* [WORK TO COMPLETE] Duplicate the records verbatim, starting at their beginning and ending at the line that contains "pixel 284 423", including both ends. Omit the pictures from your copy.

--------------------

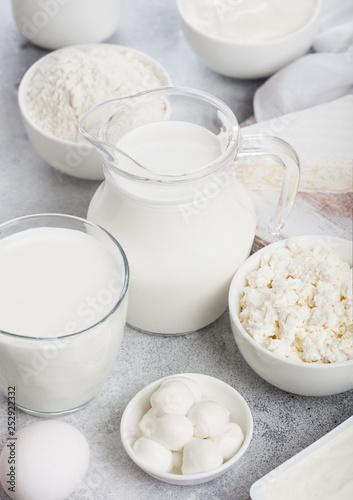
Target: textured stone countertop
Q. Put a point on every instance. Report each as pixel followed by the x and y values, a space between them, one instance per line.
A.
pixel 284 423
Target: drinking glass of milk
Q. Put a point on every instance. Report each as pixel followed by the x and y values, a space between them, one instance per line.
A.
pixel 63 303
pixel 171 197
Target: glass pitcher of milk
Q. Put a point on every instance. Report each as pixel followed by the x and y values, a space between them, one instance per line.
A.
pixel 173 201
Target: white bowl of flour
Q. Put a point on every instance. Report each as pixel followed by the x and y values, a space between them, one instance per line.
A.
pixel 60 87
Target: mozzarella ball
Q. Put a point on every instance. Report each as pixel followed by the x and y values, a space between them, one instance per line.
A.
pixel 147 424
pixel 171 431
pixel 49 460
pixel 192 384
pixel 208 418
pixel 229 441
pixel 200 455
pixel 173 397
pixel 178 461
pixel 153 454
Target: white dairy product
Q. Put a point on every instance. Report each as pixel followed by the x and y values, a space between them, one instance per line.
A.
pixel 174 397
pixel 229 441
pixel 200 455
pixel 171 431
pixel 173 234
pixel 153 454
pixel 46 460
pixel 248 21
pixel 74 79
pixel 180 146
pixel 191 453
pixel 325 474
pixel 55 282
pixel 208 418
pixel 298 304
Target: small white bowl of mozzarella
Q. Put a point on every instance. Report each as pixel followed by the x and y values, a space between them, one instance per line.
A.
pixel 186 429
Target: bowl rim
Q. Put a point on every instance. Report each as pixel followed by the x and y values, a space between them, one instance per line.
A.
pixel 187 478
pixel 233 290
pixel 275 41
pixel 21 94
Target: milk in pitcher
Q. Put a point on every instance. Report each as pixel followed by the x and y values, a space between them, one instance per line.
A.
pixel 183 242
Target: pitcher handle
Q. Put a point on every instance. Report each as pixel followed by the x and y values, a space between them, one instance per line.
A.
pixel 258 145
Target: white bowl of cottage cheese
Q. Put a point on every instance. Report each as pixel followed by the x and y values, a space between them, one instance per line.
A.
pixel 63 85
pixel 290 307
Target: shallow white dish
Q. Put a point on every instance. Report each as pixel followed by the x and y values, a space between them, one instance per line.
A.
pixel 258 489
pixel 55 24
pixel 306 379
pixel 249 60
pixel 210 387
pixel 72 158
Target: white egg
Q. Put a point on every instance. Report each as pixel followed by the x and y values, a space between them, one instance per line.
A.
pixel 209 418
pixel 192 384
pixel 171 431
pixel 153 454
pixel 46 460
pixel 172 397
pixel 200 455
pixel 229 441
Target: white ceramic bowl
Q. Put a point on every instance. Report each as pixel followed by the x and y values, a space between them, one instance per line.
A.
pixel 292 376
pixel 211 388
pixel 248 60
pixel 72 158
pixel 53 24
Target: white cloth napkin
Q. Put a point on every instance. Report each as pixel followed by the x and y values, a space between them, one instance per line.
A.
pixel 314 78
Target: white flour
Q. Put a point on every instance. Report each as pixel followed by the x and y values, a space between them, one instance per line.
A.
pixel 74 79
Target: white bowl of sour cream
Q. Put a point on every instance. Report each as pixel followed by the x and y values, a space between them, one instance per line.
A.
pixel 299 340
pixel 249 39
pixel 215 410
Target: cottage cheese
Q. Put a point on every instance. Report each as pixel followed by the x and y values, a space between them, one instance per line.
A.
pixel 298 304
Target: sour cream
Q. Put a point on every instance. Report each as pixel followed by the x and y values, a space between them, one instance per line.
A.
pixel 248 21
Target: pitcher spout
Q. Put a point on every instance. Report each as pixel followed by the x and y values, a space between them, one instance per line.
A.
pixel 105 124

--------------------

* [TASK RESULT]
Target: textured stone countertop
Q. Put a point on every instance. Report each as pixel followed by the x and y values, a space between them, one instance per line.
A.
pixel 284 423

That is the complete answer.